What is being asked: How many lines in the listing below contain the string "foreground", with case counting? Reply with the number only.

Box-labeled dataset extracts
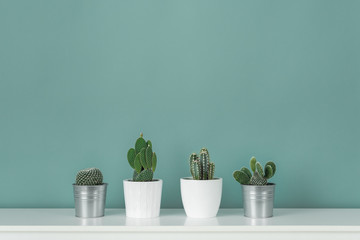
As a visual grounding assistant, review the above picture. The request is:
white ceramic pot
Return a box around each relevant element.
[123,179,162,218]
[180,177,222,218]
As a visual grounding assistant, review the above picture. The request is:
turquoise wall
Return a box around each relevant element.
[0,0,360,208]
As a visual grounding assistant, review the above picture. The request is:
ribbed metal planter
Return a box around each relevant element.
[241,183,275,218]
[73,183,108,218]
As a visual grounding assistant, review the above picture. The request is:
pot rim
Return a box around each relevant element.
[180,177,222,182]
[123,178,162,183]
[72,183,109,187]
[241,183,276,187]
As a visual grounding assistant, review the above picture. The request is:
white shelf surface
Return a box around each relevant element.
[0,209,360,240]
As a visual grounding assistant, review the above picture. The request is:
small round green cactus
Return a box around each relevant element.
[75,168,103,186]
[127,133,157,182]
[233,157,276,186]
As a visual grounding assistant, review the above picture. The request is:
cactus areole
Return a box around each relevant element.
[189,148,215,180]
[233,157,276,186]
[127,133,157,182]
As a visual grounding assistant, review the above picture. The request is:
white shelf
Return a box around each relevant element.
[0,209,360,240]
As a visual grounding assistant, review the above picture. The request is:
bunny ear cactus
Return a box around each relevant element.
[127,133,157,182]
[190,148,215,180]
[233,157,276,186]
[75,168,103,186]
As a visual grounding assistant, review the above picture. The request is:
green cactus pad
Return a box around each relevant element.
[146,140,152,147]
[145,146,152,169]
[233,171,250,185]
[128,133,157,181]
[255,162,264,177]
[135,169,153,182]
[240,167,252,179]
[250,157,257,172]
[140,148,147,169]
[264,165,274,179]
[127,148,136,168]
[134,153,141,173]
[135,134,147,154]
[265,162,276,177]
[250,172,267,186]
[75,168,103,186]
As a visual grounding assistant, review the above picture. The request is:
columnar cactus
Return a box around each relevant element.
[233,157,276,186]
[127,133,157,182]
[75,168,103,185]
[190,148,215,180]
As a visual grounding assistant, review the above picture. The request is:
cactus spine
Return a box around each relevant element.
[233,157,276,186]
[189,148,215,180]
[75,168,103,185]
[127,133,157,182]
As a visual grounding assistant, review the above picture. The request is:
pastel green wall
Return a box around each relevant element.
[0,0,360,207]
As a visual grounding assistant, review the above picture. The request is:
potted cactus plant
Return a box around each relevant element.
[233,157,276,218]
[73,168,108,218]
[180,148,222,218]
[123,133,162,218]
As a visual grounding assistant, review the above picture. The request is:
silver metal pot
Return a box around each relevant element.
[73,183,108,218]
[241,183,275,218]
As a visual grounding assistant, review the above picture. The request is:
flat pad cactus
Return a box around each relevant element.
[233,157,276,186]
[127,133,157,182]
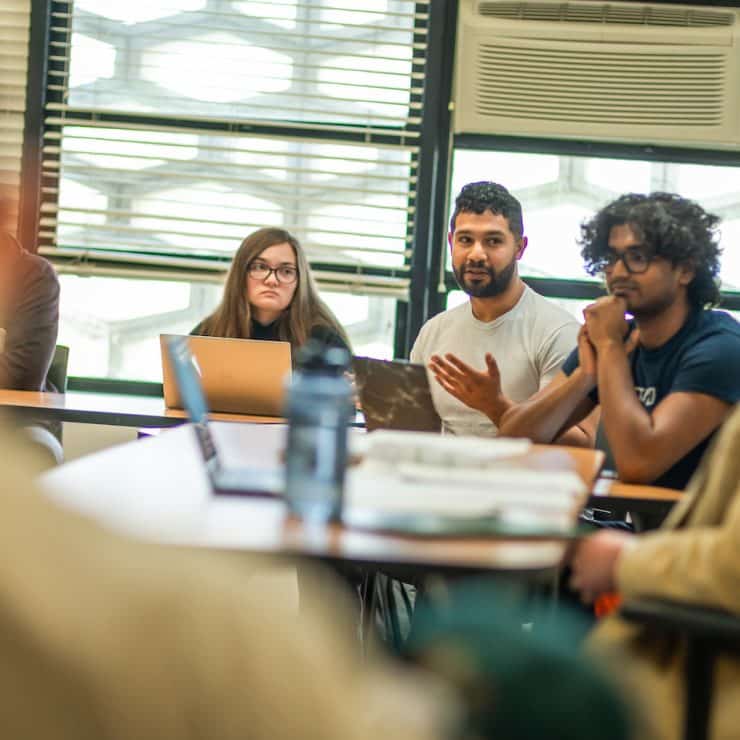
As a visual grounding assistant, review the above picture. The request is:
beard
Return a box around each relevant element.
[453,259,516,298]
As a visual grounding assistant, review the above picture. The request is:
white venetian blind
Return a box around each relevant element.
[40,0,427,294]
[0,0,31,234]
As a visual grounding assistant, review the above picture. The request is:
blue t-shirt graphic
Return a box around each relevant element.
[563,311,740,488]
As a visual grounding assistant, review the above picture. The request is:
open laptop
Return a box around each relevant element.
[162,336,284,496]
[159,334,291,416]
[352,357,442,432]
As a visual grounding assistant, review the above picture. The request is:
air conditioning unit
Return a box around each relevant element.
[454,0,740,149]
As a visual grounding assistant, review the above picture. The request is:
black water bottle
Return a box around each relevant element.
[285,341,354,523]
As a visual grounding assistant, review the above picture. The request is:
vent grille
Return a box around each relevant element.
[478,2,735,28]
[475,43,728,128]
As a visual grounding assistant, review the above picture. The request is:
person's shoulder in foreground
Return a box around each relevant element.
[0,416,446,740]
[572,406,740,740]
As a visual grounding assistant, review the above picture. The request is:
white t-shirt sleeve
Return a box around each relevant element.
[537,319,580,389]
[409,321,430,365]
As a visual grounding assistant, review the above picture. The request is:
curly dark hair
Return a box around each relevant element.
[578,192,721,308]
[450,180,524,239]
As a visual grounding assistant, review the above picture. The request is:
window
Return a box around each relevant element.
[39,0,428,379]
[59,273,396,382]
[0,0,31,233]
[447,149,740,300]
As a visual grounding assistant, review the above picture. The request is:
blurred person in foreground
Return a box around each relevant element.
[571,405,740,740]
[0,416,448,740]
[0,414,627,740]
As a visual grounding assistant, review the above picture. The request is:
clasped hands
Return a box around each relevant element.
[578,295,640,384]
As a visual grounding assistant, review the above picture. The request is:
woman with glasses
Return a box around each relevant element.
[191,227,349,356]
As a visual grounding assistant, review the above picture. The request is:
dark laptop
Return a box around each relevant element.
[352,357,442,432]
[166,336,284,496]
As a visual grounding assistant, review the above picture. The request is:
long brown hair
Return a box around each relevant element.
[195,227,350,349]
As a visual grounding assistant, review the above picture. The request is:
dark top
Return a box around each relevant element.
[563,311,740,488]
[0,233,59,391]
[190,319,350,352]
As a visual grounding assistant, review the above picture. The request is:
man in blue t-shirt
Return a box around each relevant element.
[430,193,740,488]
[501,193,740,488]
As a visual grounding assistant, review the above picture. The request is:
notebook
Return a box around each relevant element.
[352,357,442,432]
[162,336,284,496]
[159,334,291,416]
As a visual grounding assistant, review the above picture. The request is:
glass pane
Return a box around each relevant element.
[51,126,413,267]
[68,0,423,128]
[447,149,740,290]
[58,275,396,382]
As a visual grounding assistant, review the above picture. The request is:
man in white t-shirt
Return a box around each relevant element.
[411,182,594,446]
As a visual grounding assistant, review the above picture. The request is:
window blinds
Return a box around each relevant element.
[0,0,31,231]
[40,0,427,292]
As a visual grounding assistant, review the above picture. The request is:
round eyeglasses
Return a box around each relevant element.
[247,262,298,284]
[596,247,655,275]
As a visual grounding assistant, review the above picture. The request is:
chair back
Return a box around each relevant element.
[46,344,69,393]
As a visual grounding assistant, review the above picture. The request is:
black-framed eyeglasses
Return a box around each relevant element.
[596,247,655,275]
[247,262,298,284]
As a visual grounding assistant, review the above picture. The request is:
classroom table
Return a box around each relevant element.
[41,423,603,575]
[0,390,283,428]
[588,478,683,522]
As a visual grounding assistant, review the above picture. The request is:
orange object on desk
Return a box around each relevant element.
[594,592,622,619]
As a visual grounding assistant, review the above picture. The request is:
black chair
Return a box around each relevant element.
[620,599,740,740]
[46,344,69,393]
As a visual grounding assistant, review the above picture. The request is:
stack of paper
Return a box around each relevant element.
[344,432,585,530]
[352,429,532,468]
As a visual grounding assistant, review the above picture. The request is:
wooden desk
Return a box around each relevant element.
[0,390,283,427]
[588,478,683,517]
[42,423,601,576]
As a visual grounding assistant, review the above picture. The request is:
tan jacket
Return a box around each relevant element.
[0,422,443,740]
[593,406,740,740]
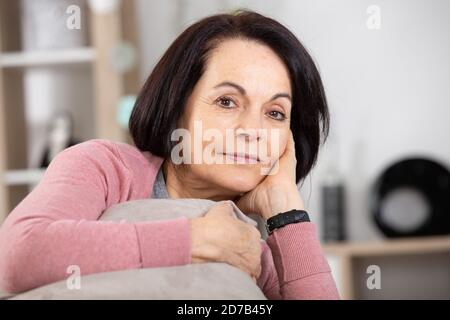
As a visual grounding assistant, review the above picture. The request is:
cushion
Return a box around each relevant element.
[9,199,267,299]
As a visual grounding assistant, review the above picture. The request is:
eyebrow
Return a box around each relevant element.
[214,81,292,101]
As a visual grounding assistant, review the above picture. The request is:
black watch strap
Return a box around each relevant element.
[266,209,310,234]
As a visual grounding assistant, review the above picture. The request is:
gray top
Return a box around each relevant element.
[150,165,170,199]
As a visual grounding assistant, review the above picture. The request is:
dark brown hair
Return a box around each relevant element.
[129,11,329,183]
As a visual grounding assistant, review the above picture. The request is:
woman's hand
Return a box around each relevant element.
[190,202,261,281]
[236,131,304,220]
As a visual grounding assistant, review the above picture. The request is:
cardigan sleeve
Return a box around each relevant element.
[258,222,339,300]
[0,140,191,293]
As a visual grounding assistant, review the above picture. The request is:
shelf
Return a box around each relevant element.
[0,47,96,68]
[322,235,450,257]
[4,169,45,186]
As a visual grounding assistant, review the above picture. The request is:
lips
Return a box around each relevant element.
[222,152,260,164]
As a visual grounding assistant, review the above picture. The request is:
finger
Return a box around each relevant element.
[207,201,236,218]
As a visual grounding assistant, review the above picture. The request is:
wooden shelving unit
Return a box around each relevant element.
[323,235,450,299]
[0,0,140,223]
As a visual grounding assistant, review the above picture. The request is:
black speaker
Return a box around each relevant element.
[370,158,450,238]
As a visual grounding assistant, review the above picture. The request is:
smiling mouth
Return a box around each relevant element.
[222,152,260,164]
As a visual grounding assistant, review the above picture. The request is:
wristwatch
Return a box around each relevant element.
[266,209,310,234]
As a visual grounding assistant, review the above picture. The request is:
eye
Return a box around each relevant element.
[268,111,286,121]
[215,97,237,109]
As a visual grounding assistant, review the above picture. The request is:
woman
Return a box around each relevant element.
[0,12,338,299]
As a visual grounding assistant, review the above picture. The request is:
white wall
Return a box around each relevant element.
[137,0,450,240]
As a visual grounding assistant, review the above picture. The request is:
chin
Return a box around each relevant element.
[212,165,264,193]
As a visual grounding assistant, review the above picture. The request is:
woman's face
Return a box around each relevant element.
[176,39,292,194]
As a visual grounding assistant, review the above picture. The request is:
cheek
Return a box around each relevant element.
[267,130,289,160]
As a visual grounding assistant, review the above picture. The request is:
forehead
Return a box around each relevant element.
[204,39,291,94]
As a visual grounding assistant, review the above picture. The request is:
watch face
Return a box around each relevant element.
[371,158,450,237]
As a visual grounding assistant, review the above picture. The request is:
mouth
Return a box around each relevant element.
[222,152,260,164]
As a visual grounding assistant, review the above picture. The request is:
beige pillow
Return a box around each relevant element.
[12,199,266,299]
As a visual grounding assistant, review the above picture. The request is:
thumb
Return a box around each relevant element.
[206,201,236,218]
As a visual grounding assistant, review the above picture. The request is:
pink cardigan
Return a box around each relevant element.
[0,139,339,299]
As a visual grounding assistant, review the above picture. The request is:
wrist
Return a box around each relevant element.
[261,183,305,220]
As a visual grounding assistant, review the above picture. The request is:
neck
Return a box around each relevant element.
[162,160,239,201]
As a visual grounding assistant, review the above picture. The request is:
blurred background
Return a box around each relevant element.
[0,0,450,299]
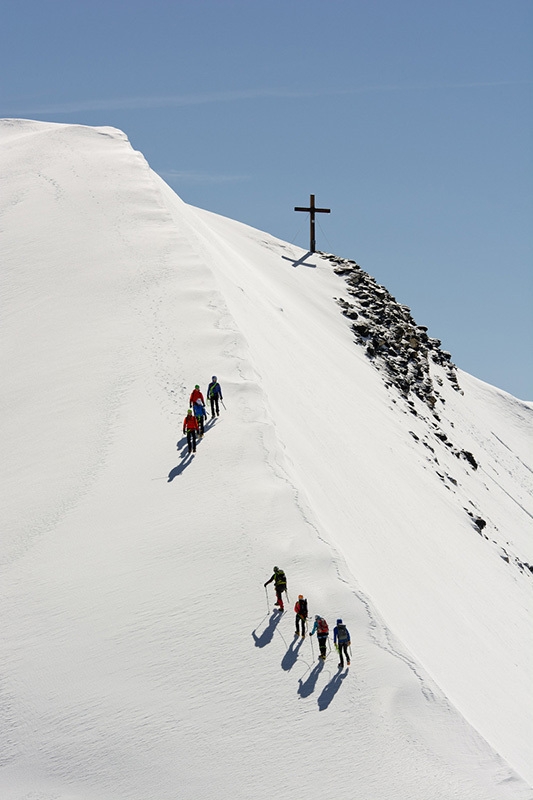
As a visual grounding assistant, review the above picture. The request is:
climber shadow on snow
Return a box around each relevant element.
[281,637,303,672]
[167,436,198,483]
[298,661,324,697]
[281,250,316,269]
[317,669,348,711]
[252,611,283,647]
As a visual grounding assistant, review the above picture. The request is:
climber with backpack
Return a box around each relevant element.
[183,408,198,453]
[294,594,307,639]
[264,567,287,611]
[333,619,351,669]
[310,614,329,661]
[189,384,207,438]
[207,375,222,417]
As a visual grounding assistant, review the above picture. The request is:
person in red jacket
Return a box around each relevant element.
[183,408,198,453]
[189,384,205,408]
[294,594,307,639]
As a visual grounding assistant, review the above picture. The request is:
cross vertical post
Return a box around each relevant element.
[294,194,331,253]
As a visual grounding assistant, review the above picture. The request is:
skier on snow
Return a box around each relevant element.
[183,408,198,453]
[310,614,329,661]
[207,375,223,417]
[264,567,287,611]
[294,594,307,639]
[189,384,206,436]
[333,619,351,669]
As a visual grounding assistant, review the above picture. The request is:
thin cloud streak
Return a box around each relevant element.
[4,80,531,115]
[155,170,251,184]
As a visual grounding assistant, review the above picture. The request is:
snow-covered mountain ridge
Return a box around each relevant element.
[0,120,533,800]
[322,253,533,573]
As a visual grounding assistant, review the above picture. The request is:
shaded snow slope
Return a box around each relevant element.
[0,120,533,800]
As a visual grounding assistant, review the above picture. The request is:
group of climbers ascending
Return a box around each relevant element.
[264,567,351,669]
[183,375,223,453]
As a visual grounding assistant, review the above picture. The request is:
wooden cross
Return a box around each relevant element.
[294,194,331,253]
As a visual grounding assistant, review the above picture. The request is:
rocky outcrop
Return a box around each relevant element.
[321,253,461,409]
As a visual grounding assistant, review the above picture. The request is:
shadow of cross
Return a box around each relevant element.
[294,194,331,253]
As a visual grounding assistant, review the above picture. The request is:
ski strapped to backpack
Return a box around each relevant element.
[274,569,287,591]
[337,623,348,644]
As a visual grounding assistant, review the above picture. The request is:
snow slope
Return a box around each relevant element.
[0,120,533,800]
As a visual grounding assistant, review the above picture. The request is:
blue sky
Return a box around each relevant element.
[0,0,533,400]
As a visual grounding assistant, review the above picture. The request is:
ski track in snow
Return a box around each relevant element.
[0,123,533,800]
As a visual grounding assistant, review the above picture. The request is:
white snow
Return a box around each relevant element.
[0,120,533,800]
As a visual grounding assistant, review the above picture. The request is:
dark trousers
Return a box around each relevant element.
[296,614,305,636]
[337,642,350,667]
[187,428,196,453]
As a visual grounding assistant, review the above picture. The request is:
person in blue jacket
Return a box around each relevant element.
[207,375,223,417]
[333,619,351,669]
[309,614,329,661]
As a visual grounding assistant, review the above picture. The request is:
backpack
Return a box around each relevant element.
[298,600,307,619]
[274,569,287,588]
[337,624,348,644]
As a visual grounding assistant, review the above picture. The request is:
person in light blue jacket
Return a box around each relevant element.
[309,614,329,661]
[333,619,351,669]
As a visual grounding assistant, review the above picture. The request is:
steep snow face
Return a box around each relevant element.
[0,120,533,800]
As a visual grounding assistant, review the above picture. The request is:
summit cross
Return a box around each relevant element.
[294,194,331,253]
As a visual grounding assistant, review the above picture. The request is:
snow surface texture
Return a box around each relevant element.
[0,120,533,800]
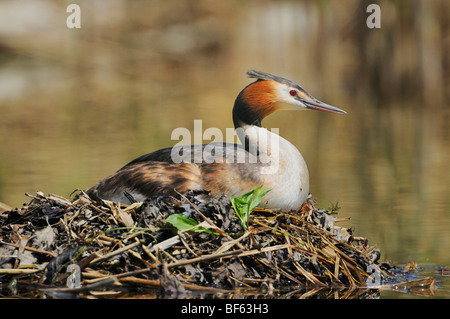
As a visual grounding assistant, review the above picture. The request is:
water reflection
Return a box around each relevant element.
[0,0,450,276]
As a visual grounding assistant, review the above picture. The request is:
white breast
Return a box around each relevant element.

Task solution: 2